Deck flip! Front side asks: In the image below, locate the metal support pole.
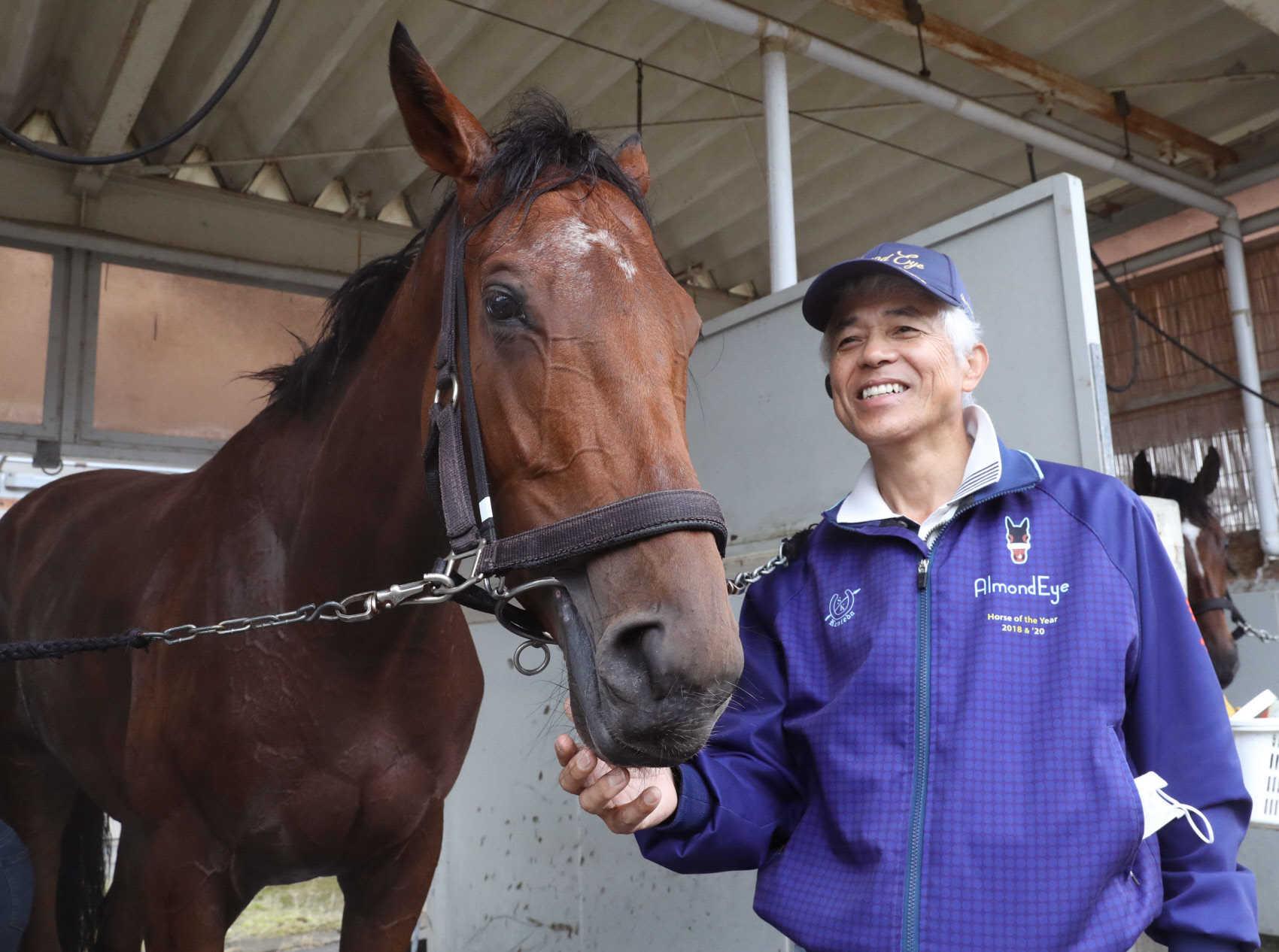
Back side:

-- -- --

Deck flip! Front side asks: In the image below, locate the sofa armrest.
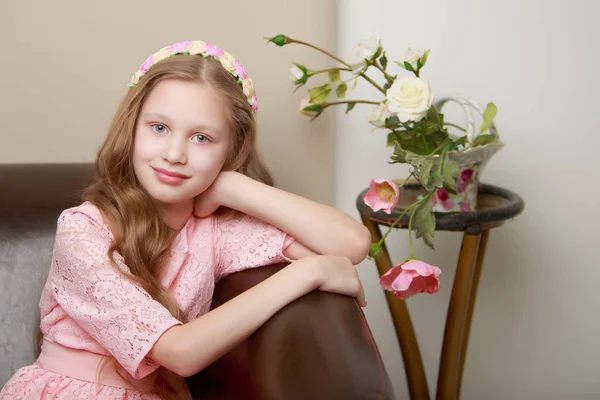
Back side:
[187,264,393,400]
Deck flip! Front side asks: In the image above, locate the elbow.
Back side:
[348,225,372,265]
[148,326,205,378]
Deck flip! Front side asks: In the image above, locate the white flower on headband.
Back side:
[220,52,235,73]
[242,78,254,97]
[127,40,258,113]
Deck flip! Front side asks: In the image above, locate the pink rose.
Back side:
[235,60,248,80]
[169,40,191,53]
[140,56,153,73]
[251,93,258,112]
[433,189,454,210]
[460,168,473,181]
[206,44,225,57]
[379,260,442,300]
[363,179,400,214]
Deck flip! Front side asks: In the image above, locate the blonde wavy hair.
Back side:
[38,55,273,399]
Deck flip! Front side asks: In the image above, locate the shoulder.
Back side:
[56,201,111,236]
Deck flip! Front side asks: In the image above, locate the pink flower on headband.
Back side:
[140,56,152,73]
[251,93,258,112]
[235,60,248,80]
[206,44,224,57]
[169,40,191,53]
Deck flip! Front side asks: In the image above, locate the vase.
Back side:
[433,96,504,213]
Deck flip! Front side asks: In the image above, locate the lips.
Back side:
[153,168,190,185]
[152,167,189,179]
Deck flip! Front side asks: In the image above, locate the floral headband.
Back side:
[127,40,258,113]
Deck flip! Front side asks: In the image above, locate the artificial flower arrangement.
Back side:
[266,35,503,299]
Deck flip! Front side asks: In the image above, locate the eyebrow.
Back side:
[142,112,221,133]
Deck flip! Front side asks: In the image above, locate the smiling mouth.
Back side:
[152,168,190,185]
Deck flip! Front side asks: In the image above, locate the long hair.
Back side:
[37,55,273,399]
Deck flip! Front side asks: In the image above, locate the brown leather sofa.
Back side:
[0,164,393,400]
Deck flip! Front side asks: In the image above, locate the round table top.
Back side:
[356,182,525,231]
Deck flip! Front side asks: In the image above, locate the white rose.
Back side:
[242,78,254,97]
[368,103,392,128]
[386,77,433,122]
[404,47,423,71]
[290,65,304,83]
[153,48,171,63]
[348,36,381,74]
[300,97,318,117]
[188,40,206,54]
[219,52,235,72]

-- -- --

| Task directions |
Copy out everything in the data from the line containing "the pink rose." down to the line containing "[219,52,235,72]", changing each "Back side" to "Reverse side" and leaving all else untouched.

| The result |
Deck flip! Front side asks: In the image above, locate the pink rose.
Reverse side:
[235,60,248,80]
[169,40,191,53]
[140,56,153,73]
[251,93,258,112]
[433,189,454,210]
[460,168,473,181]
[206,44,225,57]
[379,260,442,300]
[363,179,400,214]
Deck flip! Front side asks: In the image above, locate the blonde wavy hair.
Reverse side:
[38,55,273,399]
Deck flip! Front side asks: In the image above, locate the shoulder.
Reverse side:
[56,201,111,236]
Deck flip! Front side asks: In the image above, locate the pink flower on headband.
Reverse side:
[140,56,152,73]
[251,93,258,112]
[235,60,248,80]
[206,44,224,57]
[169,40,191,53]
Deck flip! Front side asks: In the image above, locate the vase.
Reverse side:
[433,96,504,213]
Deck flip! Front side asks: In the image above, locate the lips.
Reverse side:
[153,168,190,185]
[152,167,189,179]
Deck flip! Front side asks: In the image above, locate the floral headband.
Reverse side:
[127,40,258,113]
Deck flip! Front side asks: In the image above, locate the artificial flower arrangement.
Reverse side:
[266,35,503,299]
Deck flip! Front side asks: In the image above, locate the eyebrow.
Reverse side:
[142,112,221,133]
Deck flip! Front side asks: In the image above, locate the smiling mouth.
Reverse side:
[152,168,190,185]
Deck flip! Front side asks: In the image above, locate the long hair.
Reverse side:
[37,55,273,399]
Deck flip! Front side asks: In the image above, locate the brown leather sofa.
Reverse side:
[0,164,393,400]
Deck flip! Front side asks: In the image above, locate the round table top.
Reverse side:
[356,182,525,231]
Deck flip! Front side asks: In the image above, locate the white rose.
Reverse side:
[242,78,254,97]
[368,103,392,128]
[386,77,433,122]
[404,47,423,71]
[290,65,304,83]
[153,48,171,63]
[348,36,381,74]
[300,97,318,117]
[188,40,206,54]
[219,52,235,72]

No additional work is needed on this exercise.